▶ [Fragmento del texto]
━━━━━━━━━━━━━━━━━━━━━━━━━━━━━━
Por: Gustavo Páez Escobar

Es la vivienda uno de los mayores problemas que afronta el hombre. El mundo moderno se caracteriza por la escasez de los elementos básicos para la subsistencia, ante el asedio de una población que crece des­mesura y torna in­suficientes tanto el espacio como los artículos de consumo. El hombre, enfrentado a la aguda competencia que sig­nifica abrirse campo entre el planeta cada vez más estrecho, sabe que la vivienda, y sobre todo la propia, representa una de sus más importantes con­quistas y que mayor seguridad le aporta.

El ciudadano medio de Co­lombia, acosado de necesidades como consecuencia del verti­ginoso costo de la vida, mira con incertidumbre el porvenir cuando sus ingresos, triturados por la inflación implacable, apenas alcanzan para medio vivir. Es privilegio el poseer techo propio, así sea de modestas condiciones.
━━━━━━━━━━━━━━━━━━━━━━━━━━━━━━
▶ [Datos de origen]
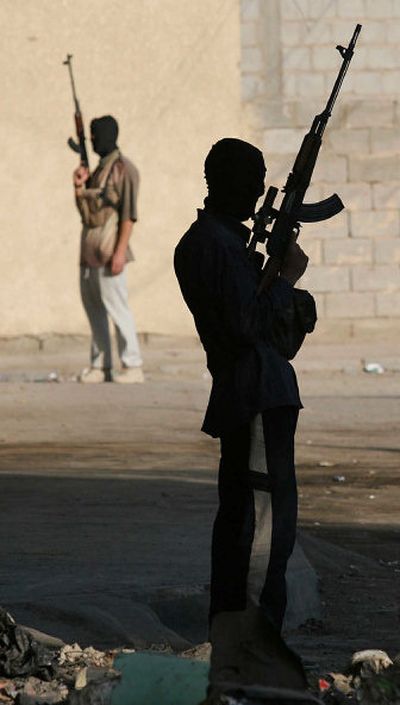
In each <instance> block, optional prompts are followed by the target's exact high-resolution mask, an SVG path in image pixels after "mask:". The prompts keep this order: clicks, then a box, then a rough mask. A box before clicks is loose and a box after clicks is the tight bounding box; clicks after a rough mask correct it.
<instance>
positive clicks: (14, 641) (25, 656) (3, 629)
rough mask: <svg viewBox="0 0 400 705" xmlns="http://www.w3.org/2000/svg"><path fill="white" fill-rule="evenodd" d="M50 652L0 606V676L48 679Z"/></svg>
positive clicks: (10, 677)
mask: <svg viewBox="0 0 400 705" xmlns="http://www.w3.org/2000/svg"><path fill="white" fill-rule="evenodd" d="M51 662H52V653H51V652H50V651H48V650H47V649H45V648H44V647H43V646H42V645H41V644H38V643H37V642H36V641H35V640H34V639H32V637H31V636H30V635H29V634H27V633H26V632H25V631H24V630H23V629H21V627H19V626H17V624H16V622H15V620H14V619H13V617H12V616H11V615H10V614H9V613H8V612H7V611H6V610H5V609H3V608H0V676H6V677H7V678H13V677H14V676H28V675H29V676H31V675H32V676H33V675H35V676H37V675H40V676H41V678H43V679H44V680H50V679H51V676H52V667H51Z"/></svg>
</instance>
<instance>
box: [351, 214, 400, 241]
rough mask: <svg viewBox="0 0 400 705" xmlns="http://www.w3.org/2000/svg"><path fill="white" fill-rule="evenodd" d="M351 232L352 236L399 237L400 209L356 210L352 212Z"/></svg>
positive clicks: (354, 236)
mask: <svg viewBox="0 0 400 705" xmlns="http://www.w3.org/2000/svg"><path fill="white" fill-rule="evenodd" d="M350 233H351V235H352V237H374V238H375V237H397V236H398V235H399V211H398V210H374V211H373V210H369V211H367V210H365V211H355V212H354V213H351V214H350Z"/></svg>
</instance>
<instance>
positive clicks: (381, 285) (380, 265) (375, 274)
mask: <svg viewBox="0 0 400 705" xmlns="http://www.w3.org/2000/svg"><path fill="white" fill-rule="evenodd" d="M351 283H352V289H353V290H354V291H397V290H400V268H399V267H398V265H395V264H392V265H389V264H388V265H384V264H382V265H374V266H371V267H363V266H358V267H353V269H352V272H351ZM399 315H400V311H399Z"/></svg>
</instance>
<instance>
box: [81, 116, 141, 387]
mask: <svg viewBox="0 0 400 705" xmlns="http://www.w3.org/2000/svg"><path fill="white" fill-rule="evenodd" d="M90 132H91V139H92V145H93V149H94V151H95V152H96V153H97V154H98V155H99V156H100V161H99V164H98V166H97V168H96V169H95V171H94V172H93V174H92V175H90V174H89V170H88V169H87V168H85V167H83V166H80V167H79V168H78V169H76V170H75V171H74V176H73V180H74V187H75V200H76V205H77V208H78V210H79V213H80V215H81V218H82V225H83V228H82V234H81V255H80V265H81V275H80V289H81V297H82V303H83V307H84V309H85V312H86V315H87V317H88V321H89V324H90V328H91V332H92V344H91V353H90V368H88V369H86V370H84V371H83V373H82V374H81V376H80V381H81V382H103V381H111V380H114V381H115V382H127V383H135V382H143V372H142V358H141V354H140V349H139V343H138V339H137V335H136V328H135V321H134V319H133V315H132V312H131V310H130V308H129V304H128V288H127V281H126V273H125V265H126V263H127V262H130V261H131V260H132V259H133V256H132V252H131V250H130V247H129V238H130V236H131V232H132V226H133V223H134V222H135V221H136V220H137V209H136V200H137V192H138V187H139V174H138V171H137V169H136V167H135V166H134V164H132V162H130V161H129V160H128V159H126V157H125V156H123V155H122V154H121V152H120V151H119V149H118V146H117V138H118V124H117V121H116V120H115V119H114V118H113V117H112V116H111V115H105V116H104V117H101V118H96V119H94V120H92V122H91V124H90ZM109 318H110V319H111V320H112V322H113V323H114V326H115V331H116V335H117V344H118V353H119V357H120V363H121V370H120V373H119V374H118V375H114V376H113V375H112V360H111V337H110V330H109Z"/></svg>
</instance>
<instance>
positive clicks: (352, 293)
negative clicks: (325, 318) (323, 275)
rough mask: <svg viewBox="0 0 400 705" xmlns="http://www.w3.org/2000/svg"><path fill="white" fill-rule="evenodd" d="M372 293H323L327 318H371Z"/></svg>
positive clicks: (373, 314) (354, 292)
mask: <svg viewBox="0 0 400 705" xmlns="http://www.w3.org/2000/svg"><path fill="white" fill-rule="evenodd" d="M374 304H375V302H374V295H373V294H372V293H370V292H368V293H360V292H358V291H349V292H348V293H340V292H338V293H330V294H326V295H325V306H326V317H327V318H370V317H371V318H372V317H373V316H374V314H375V305H374Z"/></svg>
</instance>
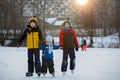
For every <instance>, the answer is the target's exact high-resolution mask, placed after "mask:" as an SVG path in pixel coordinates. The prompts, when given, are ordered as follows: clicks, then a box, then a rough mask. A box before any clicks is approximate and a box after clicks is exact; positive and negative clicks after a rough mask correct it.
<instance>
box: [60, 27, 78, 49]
mask: <svg viewBox="0 0 120 80" xmlns="http://www.w3.org/2000/svg"><path fill="white" fill-rule="evenodd" d="M66 32H68V31H67V30H64V29H61V30H60V34H59V45H60V46H61V47H63V45H64V42H63V41H64V40H63V39H64V38H63V37H64V34H65V33H66ZM69 32H70V33H72V34H73V37H74V44H75V45H76V46H78V40H77V37H76V32H75V30H74V29H70V30H69Z"/></svg>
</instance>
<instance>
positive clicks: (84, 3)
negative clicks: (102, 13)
mask: <svg viewBox="0 0 120 80" xmlns="http://www.w3.org/2000/svg"><path fill="white" fill-rule="evenodd" d="M76 2H77V3H79V4H80V5H85V4H86V3H87V2H88V0H76Z"/></svg>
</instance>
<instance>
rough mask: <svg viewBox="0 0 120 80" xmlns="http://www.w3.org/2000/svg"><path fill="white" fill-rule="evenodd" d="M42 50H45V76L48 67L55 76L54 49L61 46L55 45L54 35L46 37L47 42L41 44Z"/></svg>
mask: <svg viewBox="0 0 120 80" xmlns="http://www.w3.org/2000/svg"><path fill="white" fill-rule="evenodd" d="M39 48H40V50H43V54H42V74H43V75H44V76H45V75H46V73H47V69H49V73H50V74H51V75H52V76H55V70H54V60H53V49H59V48H60V46H57V45H54V43H53V38H52V36H50V35H48V36H47V37H46V41H45V43H43V44H42V45H40V47H39Z"/></svg>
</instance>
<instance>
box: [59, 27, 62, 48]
mask: <svg viewBox="0 0 120 80" xmlns="http://www.w3.org/2000/svg"><path fill="white" fill-rule="evenodd" d="M59 45H60V46H61V47H63V31H62V29H61V30H60V33H59Z"/></svg>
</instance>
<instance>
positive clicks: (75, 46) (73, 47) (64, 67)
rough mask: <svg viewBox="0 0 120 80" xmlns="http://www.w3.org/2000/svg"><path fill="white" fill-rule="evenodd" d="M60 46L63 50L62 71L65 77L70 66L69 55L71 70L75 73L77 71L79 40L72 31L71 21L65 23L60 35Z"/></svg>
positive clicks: (64, 22) (59, 35) (73, 31)
mask: <svg viewBox="0 0 120 80" xmlns="http://www.w3.org/2000/svg"><path fill="white" fill-rule="evenodd" d="M59 45H60V47H61V48H62V49H63V60H62V66H61V71H62V72H63V75H65V73H66V71H67V65H68V55H69V57H70V70H71V73H74V69H75V51H74V48H75V49H76V51H78V40H77V37H76V32H75V31H74V29H72V27H71V24H70V22H69V21H66V22H64V24H63V27H62V29H61V30H60V35H59Z"/></svg>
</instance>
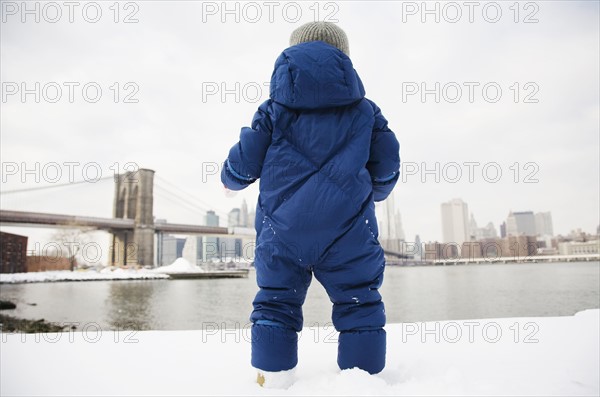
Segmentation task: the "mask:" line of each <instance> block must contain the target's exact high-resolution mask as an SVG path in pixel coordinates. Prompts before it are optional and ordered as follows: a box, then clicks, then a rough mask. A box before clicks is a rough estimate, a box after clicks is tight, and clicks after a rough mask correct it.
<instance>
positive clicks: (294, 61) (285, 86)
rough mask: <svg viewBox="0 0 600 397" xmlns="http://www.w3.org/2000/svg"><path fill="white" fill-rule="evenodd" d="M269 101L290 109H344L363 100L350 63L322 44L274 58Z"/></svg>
mask: <svg viewBox="0 0 600 397" xmlns="http://www.w3.org/2000/svg"><path fill="white" fill-rule="evenodd" d="M270 92H271V98H272V99H273V100H274V101H275V102H278V103H280V104H282V105H284V106H286V107H288V108H291V109H319V108H329V107H336V106H345V105H349V104H351V103H354V102H356V101H358V100H360V99H361V98H363V97H364V96H365V89H364V87H363V84H362V81H361V80H360V78H359V77H358V74H357V73H356V71H355V70H354V67H353V66H352V61H350V58H348V56H347V55H346V54H344V53H343V52H342V51H340V50H338V49H337V48H335V47H333V46H331V45H329V44H326V43H324V42H322V41H313V42H309V43H302V44H298V45H295V46H292V47H290V48H288V49H286V50H285V51H283V53H282V54H281V55H280V56H279V57H278V58H277V60H276V61H275V69H274V71H273V74H272V76H271V86H270Z"/></svg>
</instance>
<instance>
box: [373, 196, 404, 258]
mask: <svg viewBox="0 0 600 397" xmlns="http://www.w3.org/2000/svg"><path fill="white" fill-rule="evenodd" d="M376 211H377V222H378V225H377V226H378V229H379V243H380V244H381V246H382V247H383V248H384V249H386V250H389V251H393V252H402V250H403V248H404V230H403V229H402V218H401V216H400V211H398V210H397V209H396V203H395V201H394V195H393V193H392V194H390V195H389V196H388V198H387V199H386V200H385V201H383V202H381V203H378V204H377V205H376Z"/></svg>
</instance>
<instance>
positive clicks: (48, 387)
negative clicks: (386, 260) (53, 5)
mask: <svg viewBox="0 0 600 397" xmlns="http://www.w3.org/2000/svg"><path fill="white" fill-rule="evenodd" d="M599 323H600V310H597V309H596V310H586V311H583V312H580V313H577V314H576V315H575V316H570V317H542V318H504V319H486V320H461V321H444V322H428V323H404V324H389V325H388V326H387V327H386V329H387V331H388V356H387V367H386V368H385V370H384V371H383V372H382V373H380V374H378V375H374V376H370V375H368V374H367V373H365V372H362V371H360V370H357V369H352V370H346V371H340V370H339V369H338V368H337V366H336V362H335V359H336V348H337V345H336V341H337V335H336V334H335V333H334V332H333V331H332V329H330V328H306V329H304V330H303V332H302V334H301V338H300V345H299V358H300V363H299V365H298V367H297V380H296V382H295V383H294V384H293V385H292V386H291V387H289V388H288V389H286V390H281V389H263V388H260V387H259V386H258V385H257V384H256V383H255V379H256V372H255V371H254V370H253V369H252V368H251V367H250V366H249V356H250V343H249V329H248V328H242V329H239V330H234V331H232V330H227V331H225V330H219V329H218V324H206V325H205V326H204V327H203V329H202V330H198V331H144V332H134V331H121V332H112V331H111V332H104V333H99V332H97V328H96V327H94V326H87V328H86V327H83V328H82V330H81V331H78V332H72V333H63V334H37V335H31V334H30V335H11V334H4V335H2V341H1V349H0V354H1V356H0V364H1V365H0V394H1V395H3V396H5V395H6V396H8V395H11V396H12V395H77V396H86V395H545V396H551V395H565V396H567V395H568V396H573V395H589V396H593V395H596V396H597V395H598V393H599V374H600V367H599V355H600V346H599V339H600V335H599Z"/></svg>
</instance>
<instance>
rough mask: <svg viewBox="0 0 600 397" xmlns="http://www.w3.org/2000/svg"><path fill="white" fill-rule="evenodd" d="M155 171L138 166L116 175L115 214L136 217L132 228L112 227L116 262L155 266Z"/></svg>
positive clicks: (115, 181)
mask: <svg viewBox="0 0 600 397" xmlns="http://www.w3.org/2000/svg"><path fill="white" fill-rule="evenodd" d="M153 190H154V171H153V170H149V169H144V168H142V169H139V170H137V171H129V172H127V173H125V174H121V175H119V176H118V177H116V178H115V200H114V207H113V217H115V218H119V219H133V220H134V228H133V231H121V230H119V231H116V230H113V231H112V236H113V239H112V254H111V262H112V264H113V265H114V266H124V265H141V266H151V267H154V214H153V201H154V200H153Z"/></svg>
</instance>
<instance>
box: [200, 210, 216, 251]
mask: <svg viewBox="0 0 600 397" xmlns="http://www.w3.org/2000/svg"><path fill="white" fill-rule="evenodd" d="M206 226H219V216H218V215H217V214H215V211H206ZM202 239H203V240H204V241H203V243H202V245H201V249H202V251H201V252H202V258H203V260H205V261H208V260H210V259H212V258H218V257H219V243H220V242H219V238H218V237H202Z"/></svg>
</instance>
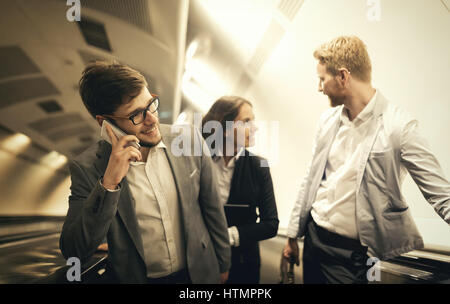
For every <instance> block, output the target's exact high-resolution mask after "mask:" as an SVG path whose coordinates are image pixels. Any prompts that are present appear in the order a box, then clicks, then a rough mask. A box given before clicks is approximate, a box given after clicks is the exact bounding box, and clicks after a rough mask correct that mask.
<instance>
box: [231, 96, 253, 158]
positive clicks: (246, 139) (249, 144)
mask: <svg viewBox="0 0 450 304" xmlns="http://www.w3.org/2000/svg"><path fill="white" fill-rule="evenodd" d="M234 123H235V125H236V128H235V129H234V146H235V147H236V149H240V148H242V147H244V148H248V147H252V146H254V145H255V132H256V131H257V130H258V128H257V127H256V125H255V115H254V114H253V108H252V106H251V105H249V104H248V103H244V104H243V105H242V106H241V108H240V109H239V114H238V116H237V117H236V118H235V119H234Z"/></svg>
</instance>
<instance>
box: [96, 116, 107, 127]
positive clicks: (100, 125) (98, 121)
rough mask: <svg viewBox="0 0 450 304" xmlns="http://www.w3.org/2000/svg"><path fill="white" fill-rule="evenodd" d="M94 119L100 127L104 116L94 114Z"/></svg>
mask: <svg viewBox="0 0 450 304" xmlns="http://www.w3.org/2000/svg"><path fill="white" fill-rule="evenodd" d="M95 120H97V122H98V125H99V126H100V127H101V126H102V124H103V121H104V120H105V117H103V116H100V115H95Z"/></svg>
━━━━━━━━━━━━━━━━━━━━━━━━━━━━━━
▶ [Tarea] Transcriba íntegramente el texto sobre la vivienda, sin modificar nada. Las entradas no guardan relación alguna con el texto.

▶ [Tarea resuelta]
Por: Gustavo Páez Escobar

Es la vivienda uno de los mayores problemas que afronta el hombre. El mundo moderno se caracteriza por la escasez de los elementos básicos para la subsistencia, ante el asedio de una población que crece des­mesura y torna in­suficientes tanto el espacio como los artículos de consumo. El hombre, enfrentado a la aguda competencia que sig­nifica abrirse campo entre el planeta cada vez más estrecho, sabe que la vivienda, y sobre todo la propia, representa una de sus más importantes con­quistas y que mayor seguridad le aporta.

El ciudadano medio de Co­lombia, acosado de necesidades como consecuencia del verti­ginoso costo de la vida, mira con incertidumbre el porvenir cuando sus ingresos, triturados por la inflación implacable, apenas alcanzan para medio vivir. Es privilegio el poseer techo propio, así sea de modestas condiciones.